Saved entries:
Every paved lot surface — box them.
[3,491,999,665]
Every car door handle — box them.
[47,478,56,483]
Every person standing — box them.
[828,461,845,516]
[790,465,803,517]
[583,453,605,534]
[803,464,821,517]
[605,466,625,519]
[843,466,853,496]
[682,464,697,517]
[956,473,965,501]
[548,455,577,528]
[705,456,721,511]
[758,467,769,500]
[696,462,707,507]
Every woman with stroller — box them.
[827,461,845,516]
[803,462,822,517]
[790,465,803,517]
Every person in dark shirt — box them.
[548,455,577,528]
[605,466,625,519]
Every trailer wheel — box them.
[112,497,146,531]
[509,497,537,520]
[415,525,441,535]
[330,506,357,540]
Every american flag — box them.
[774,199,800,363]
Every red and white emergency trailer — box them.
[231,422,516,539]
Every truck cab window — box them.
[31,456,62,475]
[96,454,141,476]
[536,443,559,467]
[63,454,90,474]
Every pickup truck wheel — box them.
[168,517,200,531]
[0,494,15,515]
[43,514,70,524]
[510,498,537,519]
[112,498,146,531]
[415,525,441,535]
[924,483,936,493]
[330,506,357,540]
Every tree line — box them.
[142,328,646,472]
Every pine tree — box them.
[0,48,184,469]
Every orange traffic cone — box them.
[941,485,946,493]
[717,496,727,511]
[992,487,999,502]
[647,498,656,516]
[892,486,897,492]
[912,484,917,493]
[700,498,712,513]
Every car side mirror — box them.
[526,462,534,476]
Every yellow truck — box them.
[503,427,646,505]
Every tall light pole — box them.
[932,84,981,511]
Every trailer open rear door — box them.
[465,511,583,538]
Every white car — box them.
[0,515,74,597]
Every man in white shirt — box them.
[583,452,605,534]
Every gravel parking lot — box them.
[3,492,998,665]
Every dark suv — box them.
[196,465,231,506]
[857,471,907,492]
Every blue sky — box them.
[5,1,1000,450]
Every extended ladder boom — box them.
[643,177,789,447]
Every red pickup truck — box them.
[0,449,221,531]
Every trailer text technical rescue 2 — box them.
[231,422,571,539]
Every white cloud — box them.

> **Work task**:
Write out each entry exactly, and omit nothing.

> **Solution for this exercise**:
Every paved lot surface — box them.
[3,491,999,665]
Every car door handle — box them.
[47,478,56,483]
Every person standing — box them.
[828,461,845,516]
[790,465,803,517]
[583,453,605,534]
[803,464,821,517]
[605,466,625,519]
[843,466,853,496]
[682,464,697,517]
[956,473,965,501]
[548,455,577,528]
[705,456,721,511]
[758,467,769,500]
[696,462,707,507]
Every woman with stroller — box them.
[827,461,845,516]
[803,462,822,517]
[790,465,803,517]
Every person in dark shirt — box them.
[548,455,577,528]
[605,466,625,519]
Every trailer wheel — box them.
[112,497,146,531]
[509,497,537,520]
[415,525,441,535]
[330,506,357,540]
Every american flag — box them.
[774,199,800,363]
Every red and white emergency trailer — box them.
[231,422,516,539]
Every truck cab window — box them.
[31,456,62,475]
[96,454,141,476]
[536,443,559,467]
[63,454,90,474]
Every pickup truck wheel — box them.
[168,517,200,531]
[0,494,15,515]
[43,514,70,524]
[510,498,537,519]
[112,498,146,531]
[415,525,441,535]
[924,483,936,493]
[330,506,357,540]
Every tree line — box them.
[142,328,646,472]
Every pine tree — box them.
[0,48,184,469]
Every orange traffic cone — box them.
[941,485,946,493]
[717,496,727,511]
[992,487,999,502]
[647,498,656,516]
[892,486,897,492]
[912,484,917,493]
[700,498,712,513]
Every car side mirror — box them.
[526,462,534,476]
Every yellow truck — box them.
[503,427,646,505]
Every tall light pole — box them.
[932,84,981,511]
Every trailer open rear door — box them.
[465,511,583,538]
Every white car — box them.
[0,515,74,597]
Every man in white shirt — box them.
[583,452,605,534]
Every gravel parking lot — box them.
[3,492,998,665]
Every dark suv — box them.
[196,465,231,506]
[857,471,907,492]
Every blue sky — box them.
[5,1,1000,450]
Every extended ladder boom — box them.
[643,177,789,447]
Every red pickup truck — box them.
[0,449,221,531]
Every trailer text technical rescue 2 — box them.
[231,422,571,539]
Every white cloud — box them.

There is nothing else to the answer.